Exercise description:
When you transcribe the data below, reproduce every line exactly and leave each picture out.
*** Opening Given data ***
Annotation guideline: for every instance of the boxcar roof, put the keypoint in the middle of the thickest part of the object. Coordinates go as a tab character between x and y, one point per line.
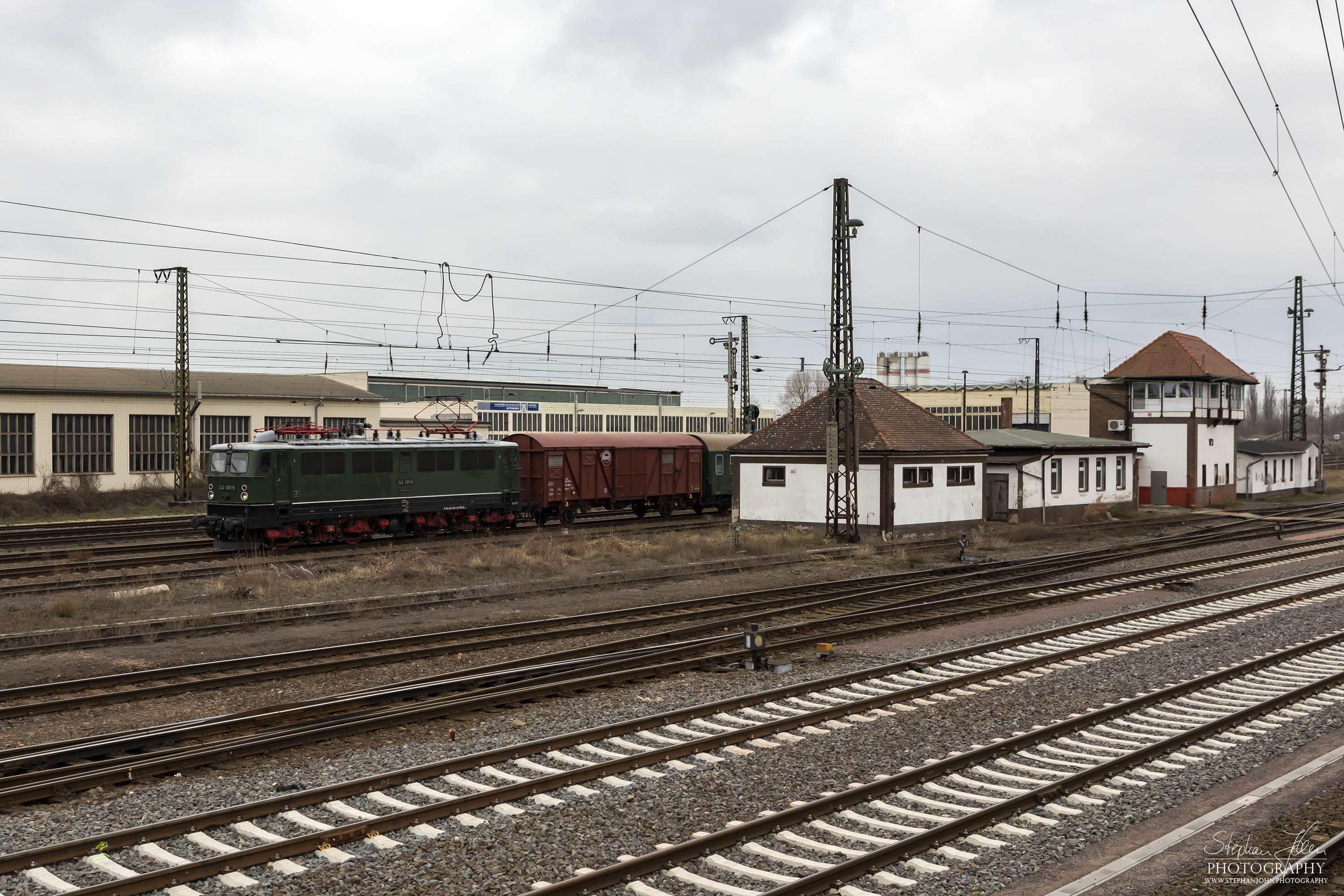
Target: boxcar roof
349	444
608	440
721	441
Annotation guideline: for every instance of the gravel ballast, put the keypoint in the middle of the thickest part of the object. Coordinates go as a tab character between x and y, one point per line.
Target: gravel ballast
507	855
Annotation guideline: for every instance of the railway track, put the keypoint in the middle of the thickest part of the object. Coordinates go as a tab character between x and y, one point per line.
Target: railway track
45	770
77	569
801	605
138	630
913	823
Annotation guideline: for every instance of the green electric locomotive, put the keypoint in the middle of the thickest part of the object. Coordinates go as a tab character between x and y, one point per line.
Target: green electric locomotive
280	493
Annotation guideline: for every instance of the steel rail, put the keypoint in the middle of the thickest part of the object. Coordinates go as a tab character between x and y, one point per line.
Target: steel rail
581	657
511	672
935	837
627	871
311	613
147	765
549	629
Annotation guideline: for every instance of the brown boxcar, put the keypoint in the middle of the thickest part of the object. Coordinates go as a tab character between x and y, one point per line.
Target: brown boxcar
566	472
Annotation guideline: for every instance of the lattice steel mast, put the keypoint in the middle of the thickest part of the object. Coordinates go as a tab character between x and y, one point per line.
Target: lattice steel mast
1295	428
842	369
183	410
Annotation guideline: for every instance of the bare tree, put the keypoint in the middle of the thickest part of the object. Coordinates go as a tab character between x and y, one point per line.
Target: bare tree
800	388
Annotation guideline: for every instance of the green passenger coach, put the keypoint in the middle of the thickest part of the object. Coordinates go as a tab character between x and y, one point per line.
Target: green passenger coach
280	493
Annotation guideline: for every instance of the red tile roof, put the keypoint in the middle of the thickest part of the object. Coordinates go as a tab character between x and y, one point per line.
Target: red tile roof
1180	357
887	422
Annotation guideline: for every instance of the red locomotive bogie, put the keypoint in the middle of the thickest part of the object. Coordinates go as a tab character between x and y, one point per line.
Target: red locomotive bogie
566	472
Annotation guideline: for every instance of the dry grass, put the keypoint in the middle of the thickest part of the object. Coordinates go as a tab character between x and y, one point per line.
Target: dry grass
81	496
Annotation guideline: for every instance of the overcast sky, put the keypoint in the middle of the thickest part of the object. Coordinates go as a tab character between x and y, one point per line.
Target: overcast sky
608	144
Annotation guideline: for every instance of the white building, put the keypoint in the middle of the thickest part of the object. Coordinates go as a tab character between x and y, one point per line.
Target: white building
1272	466
1054	477
1185	400
916	472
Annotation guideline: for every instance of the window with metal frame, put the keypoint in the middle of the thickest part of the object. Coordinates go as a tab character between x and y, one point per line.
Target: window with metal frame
17	444
527	422
152	443
961	476
914	477
81	444
498	421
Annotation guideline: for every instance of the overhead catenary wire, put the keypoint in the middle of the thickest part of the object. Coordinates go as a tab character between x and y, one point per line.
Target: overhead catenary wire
1264	148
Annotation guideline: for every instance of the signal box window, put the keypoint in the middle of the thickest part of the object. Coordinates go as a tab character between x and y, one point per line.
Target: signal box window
*** Closing Given data ***
Task answer:
Annotation guideline: for every instance of the boxcar roof, put the keypoint in the middle of the thickest part of the object. Coordinates go as a tab character between x and y, one point per line.
Target: boxcar roof
349	444
608	440
721	441
Annotation guideline: for every instance of the gravel ballast, put the keypoint in the middle of the thickest part of the object. Coordinates go as a tab character between x and y, one point per line.
Target: gravel ballast
507	855
Annotation guideline: for every instance of the railway track, put the keypoint in the middle of the thickest part of the object. Coordinates go as a tab character between x and y, one point per line.
Target: railway track
45	770
77	569
801	605
138	630
913	823
Annotation guideline: for every instance of the green electric locomotive, put the keypoint in the middle of the thickest part of the object. Coordinates go as a tab character between x and y, one point per line.
Target: green electric locomotive
280	493
Annotation guideline: for every instance of the steel rail, put the keypoint in the middle of the thickest part of the object. Coordinates go as a tab character between x and y, one point per line.
Target: steel rail
581	657
511	672
935	837
627	871
311	613
147	765
549	629
Annotation guideline: for every instance of the brown boxcar, put the keypoint in the middle of the thickest part of the object. Coordinates go as a tab character between x and y, one point per line.
Target: brown boxcar
566	472
Annotation guideline: for every instance of the lattice steel mast, put the keypoint in the middle of the thickest part of the object. Coordinates go as a tab character between x and y, one point per line.
Target: lattice steel mast
1295	428
842	369
183	410
Annotation guideline: for every instance of the bare tree, put the keypoint in the middle of the thickest part of the object. Coordinates go as a tab character between x and y, one point per line.
Target: bare tree
800	388
Annotation guideline: for every instance of the green passenger coach, put the keypoint in the middle of the thickest part of the object. Coordinates go as a tab character between x and y, one point per line.
Target: green passenger coach
280	493
Annotation guideline: for every instance of the red tile roof, put the keypoint in the middle of the thickest part of the object. Coordinates go as a tab character between x and y, one point per line.
Target: red tile roof
1180	357
887	422
Annotation guideline: for every instance of the red locomotive bogie, put the keypoint in the middle of the thickest part of the object. Coordinates go as a tab character between x and y, one point per line.
Target: red locomotive bogie
566	472
Annotation guideline: for every instance of the dry grass, put the keypoint in the middle of the thickest part of the object. Coordinates go as a tab character between x and y, one point per line.
Target: dry grass
81	496
Annotation guideline: for every instance of the overcast sky, put the keypoint in the middle of the thickest part of the object. Coordinates go as a tab character between x and y, one point per line.
Target: overcast sky
608	144
Annotation guideline: for every instance of the white building, put the keypoint in the middle of the thickest part of the object. Coordinates go as a tab character between x and y, one point per line.
Target: white building
1272	466
1054	477
1185	400
916	472
Annotation guideline: for every instance of the window with metal frame, put the keypoint in the middle of the thickest part of the object. Coordinates go as a tab character between x and y, one point per line.
Target: window with metal frame
17	444
527	422
152	443
961	476
914	477
81	444
498	421
Annotation guideline: for every instance of the overhead catenary wire, put the keypoint in the middle of the thickest part of the object. Coordinates go as a tab character between x and y, one point per line.
Target: overhead catenary wire
1264	148
Annotation guideline: for every instance of the signal box window, put the keypoint in the middle of the thickest part of the object. Coordinates go as a tab character between x and y, one point per line.
Target: signal box window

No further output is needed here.